**Exercise objective**
Copy out the listing below with every "noun phrase" swapped for "search term" and nothing else altered.

Extracted records
----------------

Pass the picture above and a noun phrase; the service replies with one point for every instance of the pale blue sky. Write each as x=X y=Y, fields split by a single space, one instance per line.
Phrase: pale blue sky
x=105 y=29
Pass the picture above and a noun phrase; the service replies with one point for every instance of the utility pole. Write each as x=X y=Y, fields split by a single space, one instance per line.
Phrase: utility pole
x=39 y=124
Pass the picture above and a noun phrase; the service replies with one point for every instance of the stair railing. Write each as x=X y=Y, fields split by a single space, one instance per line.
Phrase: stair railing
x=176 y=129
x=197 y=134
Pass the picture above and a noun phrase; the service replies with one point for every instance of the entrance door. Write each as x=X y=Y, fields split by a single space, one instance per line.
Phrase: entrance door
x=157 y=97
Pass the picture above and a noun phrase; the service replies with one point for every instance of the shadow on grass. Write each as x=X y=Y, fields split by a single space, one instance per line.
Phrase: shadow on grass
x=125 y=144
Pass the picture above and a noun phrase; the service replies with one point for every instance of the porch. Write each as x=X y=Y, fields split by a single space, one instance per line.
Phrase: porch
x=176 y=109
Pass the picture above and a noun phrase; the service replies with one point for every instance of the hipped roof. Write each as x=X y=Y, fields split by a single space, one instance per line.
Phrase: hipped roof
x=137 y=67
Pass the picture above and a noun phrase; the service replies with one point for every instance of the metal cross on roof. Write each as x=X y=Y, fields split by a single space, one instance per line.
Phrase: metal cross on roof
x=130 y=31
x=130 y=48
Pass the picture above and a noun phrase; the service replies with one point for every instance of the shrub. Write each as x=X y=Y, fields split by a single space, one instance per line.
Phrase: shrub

----------------

**Exercise output**
Pass the picture above and a search term; the service replies with one point for every instance of the pale blue sky. Write each as x=X y=Y, fields split by a single space, one instance per line.
Phrase: pale blue sky
x=105 y=29
Pass the picture above and a search term; the service replies with one point for every instance of the utility pole. Write each as x=X y=Y, fields split by a single space, one instance per line.
Phrase: utility pole
x=39 y=124
Pass the picture above and a search term; the service replies with one point for every instance of the stair railing. Write each as x=X y=Y, fields split by a single space, one instance per line.
Phrase: stair railing
x=176 y=129
x=197 y=134
Pass the picture above and a search term; the service replies with one point for every instance of the entrance door. Write each as x=X y=Y, fields split by a single space, one instance per line.
Phrase: entrance door
x=157 y=97
Pass the picture above and a search term; the service replies with one point for every instance of the shadow on grass. Write each as x=X y=Y, fields split by a single space, one instance per line.
Phrase: shadow on grass
x=125 y=144
Pass the picture above and a search term; the service replies with one point for every instance of the porch. Write each as x=X y=Y, fields split by a single space, one instance per line.
Phrase: porch
x=176 y=109
Pass the picture above and a search term; the service replies with one point for every instance of the hipped roof. Write each as x=X y=Y, fields split by a single space, one instance per line.
Phrase: hipped roof
x=137 y=67
Pass the picture above and a search term; the service replies with one point for every instance of the metal cross on roof. Write each as x=X y=Y, fields split by a single space, one instance per line.
Phrase: metal cross on roof
x=130 y=31
x=130 y=48
Pass the picture above and a search term; the service replies with one point for every instance of the shrub. Write each as x=X y=Y, fields split by a single space, one instance per line.
Phrase: shrub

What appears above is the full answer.